WHAT IS ASKED >>
Turn every line of the items below into a Markdown table with the columns "Num" and "Entry", numbering each row and skipping blank lines. Leave the pictures out of the table.

╭──

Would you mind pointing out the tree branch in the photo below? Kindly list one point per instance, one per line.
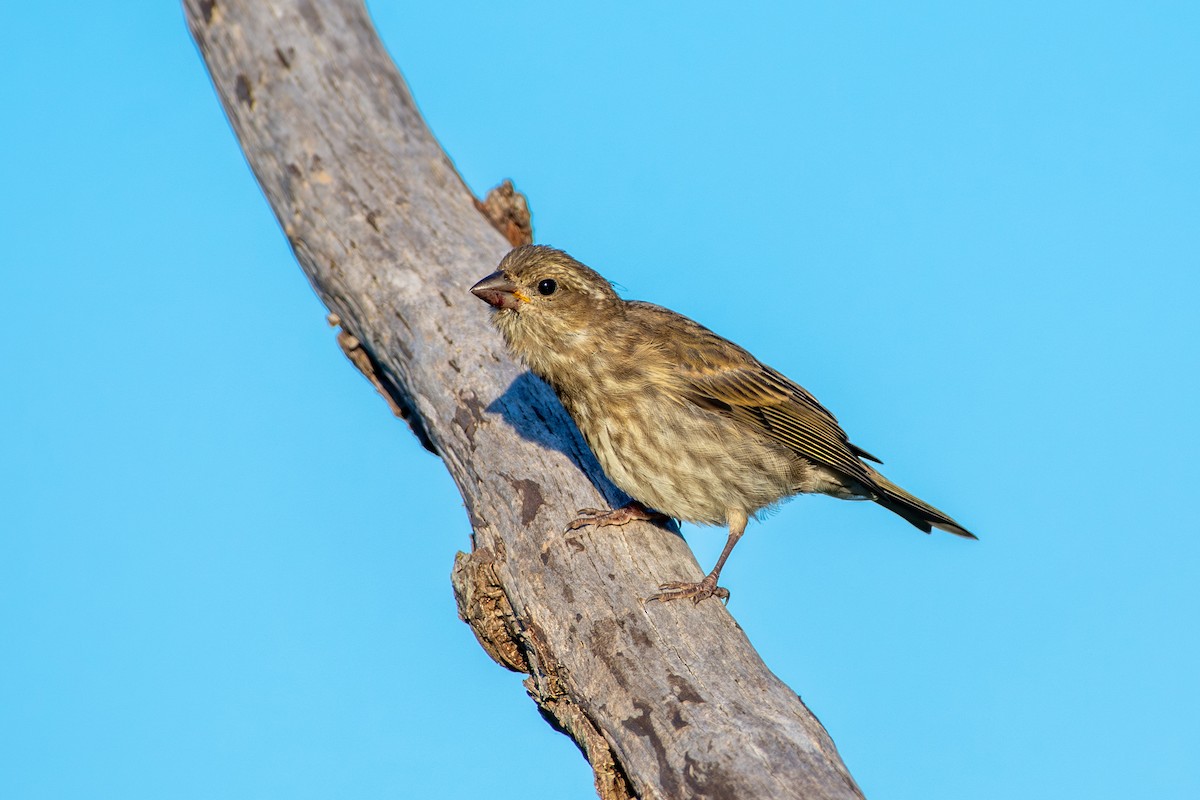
(665, 699)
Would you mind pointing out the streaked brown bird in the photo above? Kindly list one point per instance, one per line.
(685, 422)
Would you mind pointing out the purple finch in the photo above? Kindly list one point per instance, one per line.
(682, 420)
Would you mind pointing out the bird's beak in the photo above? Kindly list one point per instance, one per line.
(498, 290)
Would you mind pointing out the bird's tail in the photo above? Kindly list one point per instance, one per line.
(916, 510)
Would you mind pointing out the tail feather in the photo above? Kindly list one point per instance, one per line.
(916, 510)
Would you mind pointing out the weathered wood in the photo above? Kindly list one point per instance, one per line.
(666, 699)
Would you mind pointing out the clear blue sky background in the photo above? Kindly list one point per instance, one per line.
(971, 229)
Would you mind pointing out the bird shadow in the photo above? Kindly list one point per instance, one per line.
(529, 407)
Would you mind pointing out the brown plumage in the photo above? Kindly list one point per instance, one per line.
(682, 420)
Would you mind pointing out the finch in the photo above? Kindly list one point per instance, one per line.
(683, 421)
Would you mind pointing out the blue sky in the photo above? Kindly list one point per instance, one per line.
(971, 229)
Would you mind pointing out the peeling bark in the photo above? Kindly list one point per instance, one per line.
(665, 699)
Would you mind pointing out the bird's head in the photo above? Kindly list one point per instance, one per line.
(545, 289)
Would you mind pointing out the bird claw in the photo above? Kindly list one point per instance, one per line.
(696, 591)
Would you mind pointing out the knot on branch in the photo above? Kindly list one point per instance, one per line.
(509, 212)
(484, 606)
(365, 362)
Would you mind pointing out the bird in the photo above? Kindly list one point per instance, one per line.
(685, 422)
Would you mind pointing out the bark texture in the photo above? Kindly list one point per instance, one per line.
(665, 699)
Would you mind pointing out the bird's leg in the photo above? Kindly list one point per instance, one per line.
(708, 588)
(627, 513)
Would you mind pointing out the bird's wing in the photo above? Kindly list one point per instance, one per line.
(773, 404)
(718, 374)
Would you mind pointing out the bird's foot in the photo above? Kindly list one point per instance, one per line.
(696, 591)
(627, 513)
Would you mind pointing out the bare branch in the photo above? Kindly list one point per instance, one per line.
(665, 699)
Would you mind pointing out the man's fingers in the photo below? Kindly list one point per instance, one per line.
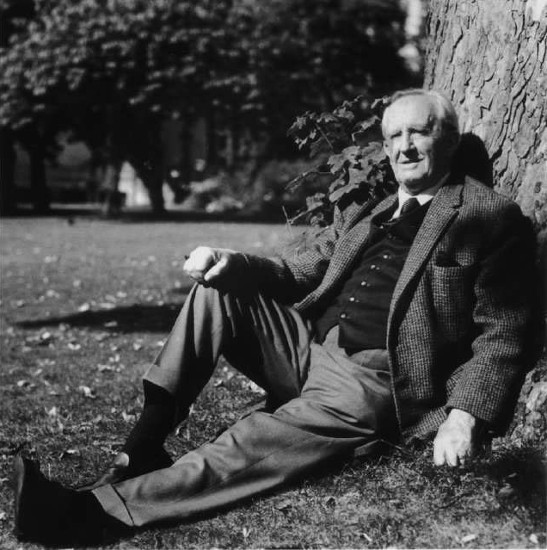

╰──

FULL SOLUTION >>
| Num | Entry |
|---|---|
| 1 | Would you mind pointing out the tree branch in the photo below? Kindly list one point per instance, one per line. |
| 2 | (665, 699) |
| 3 | Would you mind pointing out the streaked brown bird in the photo above? Kindly list one point per instance, one per line. |
| 4 | (685, 422) |
| 5 | Would you mind pointing out the purple finch in the photo above? Kindly list one point per instance, one per line. |
| 6 | (682, 420) |
| 7 | Would you mind pointing out the bird's beak in the photo above? Kindly list one point per instance, one per line. |
| 8 | (498, 290) |
| 9 | Would you mind pointing out the bird's tail in the photo above? Kindly list one point per instance, one per line. |
| 10 | (916, 510) |
| 11 | Would you mind pointing out the tail feather in the photo above? Kindly list one point per instance, one per line. |
| 12 | (916, 510) |
| 13 | Would you mind pointing out the weathered wood in the photo above? Kindly list one point per instance, one per line. |
| 14 | (666, 699) |
| 15 | Would you mind pointing out the clear blue sky background in the photo above? Kindly list one point per instance, one per line. |
| 16 | (971, 229) |
| 17 | Would you mind pointing out the bird shadow in the photo above? Kindly list one point per instance, one per line. |
| 18 | (529, 407) |
| 19 | Would you mind pointing out the brown plumage in the photo above? Kindly list one point per instance, one per line. |
| 20 | (682, 420) |
| 21 | Would you mind pointing out the finch in the photo above? Kindly list one point per instance, one per line. |
| 22 | (683, 421) |
| 23 | Would you mind pointing out the blue sky in the photo above? Kindly list one point per instance, one per line. |
| 24 | (971, 229) |
| 25 | Would you mind pointing out the peeling bark in the photo above? Kindly list one point per instance, one per line. |
| 26 | (665, 699) |
| 27 | Would you mind pointing out the bird's head in the photo above? Kindly list one point per instance, one per line. |
| 28 | (545, 289) |
| 29 | Would you mind pointing out the bird claw in the photo above? Kindly list one point per instance, one per line. |
| 30 | (696, 591) |
| 31 | Would you mind pointing out the knot on branch in the photo above? Kindly list one point per instance, one per line. |
| 32 | (509, 212) |
| 33 | (484, 606) |
| 34 | (365, 362) |
| 35 | Would you mind pointing out the bird in the photo above? Kindly list one point per instance, one per line. |
| 36 | (685, 422) |
| 37 | Would you mind pointing out the bark texture in the photo above? Kindly list one point per instance, one per line. |
| 38 | (665, 699) |
| 39 | Would you mind pointing out the bird's leg in the photo above? Kindly list one point per instance, one per line. |
| 40 | (708, 588) |
| 41 | (627, 513) |
| 42 | Would you mind pointing out the bird's wing in the photo above? Kindly list one point per instance, one per line. |
| 43 | (773, 404) |
| 44 | (718, 374) |
| 45 | Would you mind pointing out the bird's foot in the photo above? Kindly list one point per instance, one per line. |
| 46 | (696, 591) |
| 47 | (627, 513) |
| 48 | Would you mind pointing out the bare branch in the photo above? Kindly list one point per instance, one per line. |
| 49 | (665, 699) |
| 50 | Would you mind pointing out the man's fingers in the photo below? Kindly list one point per instance, one per line. |